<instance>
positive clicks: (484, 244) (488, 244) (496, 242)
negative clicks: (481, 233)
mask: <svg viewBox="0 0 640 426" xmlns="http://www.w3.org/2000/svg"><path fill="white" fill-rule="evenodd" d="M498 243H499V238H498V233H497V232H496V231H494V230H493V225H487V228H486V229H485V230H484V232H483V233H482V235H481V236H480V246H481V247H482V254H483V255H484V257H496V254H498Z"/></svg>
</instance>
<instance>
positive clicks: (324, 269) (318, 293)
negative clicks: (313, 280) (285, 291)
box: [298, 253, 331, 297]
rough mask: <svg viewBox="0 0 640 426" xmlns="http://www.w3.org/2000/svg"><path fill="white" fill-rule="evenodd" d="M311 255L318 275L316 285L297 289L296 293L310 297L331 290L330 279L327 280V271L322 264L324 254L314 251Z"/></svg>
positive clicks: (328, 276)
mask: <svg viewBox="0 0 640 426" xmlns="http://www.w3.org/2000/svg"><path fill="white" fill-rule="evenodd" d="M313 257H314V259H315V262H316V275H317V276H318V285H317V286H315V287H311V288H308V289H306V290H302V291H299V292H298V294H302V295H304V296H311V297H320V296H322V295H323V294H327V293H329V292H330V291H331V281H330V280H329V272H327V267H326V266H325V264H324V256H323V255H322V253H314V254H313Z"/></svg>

--- --- ---

• DIRECTIONS
For every record above, print an exact copy.

• ANSWER TO THE PROBLEM
<instance>
positive clicks: (484, 244) (488, 244) (496, 242)
negative clicks: (481, 233)
mask: <svg viewBox="0 0 640 426" xmlns="http://www.w3.org/2000/svg"><path fill="white" fill-rule="evenodd" d="M498 243H499V238H498V233H497V232H496V231H494V230H493V225H487V228H486V229H485V230H484V232H483V233H482V235H481V236H480V246H481V247H482V254H483V255H484V257H496V254H498Z"/></svg>
</instance>
<instance>
positive clicks: (324, 269) (318, 293)
negative clicks: (313, 280) (285, 291)
box: [298, 253, 331, 297]
rough mask: <svg viewBox="0 0 640 426" xmlns="http://www.w3.org/2000/svg"><path fill="white" fill-rule="evenodd" d="M311 255L318 275L316 285L297 289L296 293L310 297L331 290L330 279L327 280V271L322 264L324 254L314 251Z"/></svg>
positive clicks: (328, 276)
mask: <svg viewBox="0 0 640 426" xmlns="http://www.w3.org/2000/svg"><path fill="white" fill-rule="evenodd" d="M313 257H314V259H315V262H316V275H317V276H318V285H317V286H315V287H311V288H308V289H306V290H302V291H299V292H298V294H302V295H304V296H311V297H320V296H322V295H323V294H327V293H329V292H330V291H331V281H330V280H329V272H327V267H326V266H325V264H324V256H323V255H322V253H314V254H313Z"/></svg>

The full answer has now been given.